§ **Task**:
In the listing that follows, locate the line containing "Practice. Identify the green" and the line containing "Practice. Identify the sky". Retype exactly those two lines and every line between them, and nothing more.

□ □ □ □

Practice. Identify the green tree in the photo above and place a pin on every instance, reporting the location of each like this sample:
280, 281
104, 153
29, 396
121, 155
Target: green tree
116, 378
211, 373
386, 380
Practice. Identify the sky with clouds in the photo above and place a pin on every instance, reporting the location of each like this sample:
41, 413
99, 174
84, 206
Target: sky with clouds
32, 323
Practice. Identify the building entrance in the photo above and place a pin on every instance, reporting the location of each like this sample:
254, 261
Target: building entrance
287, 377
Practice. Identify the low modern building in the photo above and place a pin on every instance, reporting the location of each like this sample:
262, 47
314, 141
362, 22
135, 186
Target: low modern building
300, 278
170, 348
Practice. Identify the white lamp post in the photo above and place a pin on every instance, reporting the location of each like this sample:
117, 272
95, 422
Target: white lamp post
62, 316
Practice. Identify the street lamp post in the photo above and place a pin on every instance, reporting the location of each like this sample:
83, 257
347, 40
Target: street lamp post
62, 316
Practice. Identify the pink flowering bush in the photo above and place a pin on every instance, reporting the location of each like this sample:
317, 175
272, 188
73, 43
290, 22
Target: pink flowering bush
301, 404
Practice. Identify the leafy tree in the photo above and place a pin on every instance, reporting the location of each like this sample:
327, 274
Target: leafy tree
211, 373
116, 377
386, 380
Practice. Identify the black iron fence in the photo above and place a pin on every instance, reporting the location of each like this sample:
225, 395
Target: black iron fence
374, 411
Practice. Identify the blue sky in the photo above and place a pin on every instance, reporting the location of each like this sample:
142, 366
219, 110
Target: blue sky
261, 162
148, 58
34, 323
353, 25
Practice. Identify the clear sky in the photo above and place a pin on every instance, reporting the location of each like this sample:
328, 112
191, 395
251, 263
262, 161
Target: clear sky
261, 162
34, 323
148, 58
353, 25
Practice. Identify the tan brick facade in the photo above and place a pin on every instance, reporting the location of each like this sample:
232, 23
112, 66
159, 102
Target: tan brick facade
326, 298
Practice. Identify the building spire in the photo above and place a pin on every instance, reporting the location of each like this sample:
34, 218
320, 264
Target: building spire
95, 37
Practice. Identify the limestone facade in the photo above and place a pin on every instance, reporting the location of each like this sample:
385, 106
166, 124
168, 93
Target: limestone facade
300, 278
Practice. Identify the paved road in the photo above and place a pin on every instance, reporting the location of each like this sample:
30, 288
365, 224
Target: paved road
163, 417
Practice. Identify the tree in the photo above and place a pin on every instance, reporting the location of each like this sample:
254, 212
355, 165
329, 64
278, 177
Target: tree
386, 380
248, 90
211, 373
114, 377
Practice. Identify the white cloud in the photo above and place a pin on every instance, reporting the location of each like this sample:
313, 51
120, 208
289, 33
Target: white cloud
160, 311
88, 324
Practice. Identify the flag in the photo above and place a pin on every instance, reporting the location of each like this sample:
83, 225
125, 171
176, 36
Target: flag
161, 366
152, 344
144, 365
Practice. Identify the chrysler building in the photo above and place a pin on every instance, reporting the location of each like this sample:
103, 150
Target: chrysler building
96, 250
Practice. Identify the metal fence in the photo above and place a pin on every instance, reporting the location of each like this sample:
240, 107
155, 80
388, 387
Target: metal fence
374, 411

□ □ □ □

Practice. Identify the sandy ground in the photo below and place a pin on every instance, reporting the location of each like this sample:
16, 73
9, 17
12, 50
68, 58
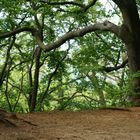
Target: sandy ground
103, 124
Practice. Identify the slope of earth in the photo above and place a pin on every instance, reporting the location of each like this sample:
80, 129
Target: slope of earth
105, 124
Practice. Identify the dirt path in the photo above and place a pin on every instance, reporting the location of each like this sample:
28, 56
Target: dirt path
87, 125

□ □ □ □

§ **Answer for this exercise**:
Practice. Identify the green tree in the photo above and place a pin on every instance, reporting the location of each like this sample:
280, 281
104, 153
29, 396
121, 155
Target: green tree
116, 378
211, 373
386, 380
Practice. Identify the sky with clouds in the photo above and place a pin on every instance, reporting the location of each like this sample:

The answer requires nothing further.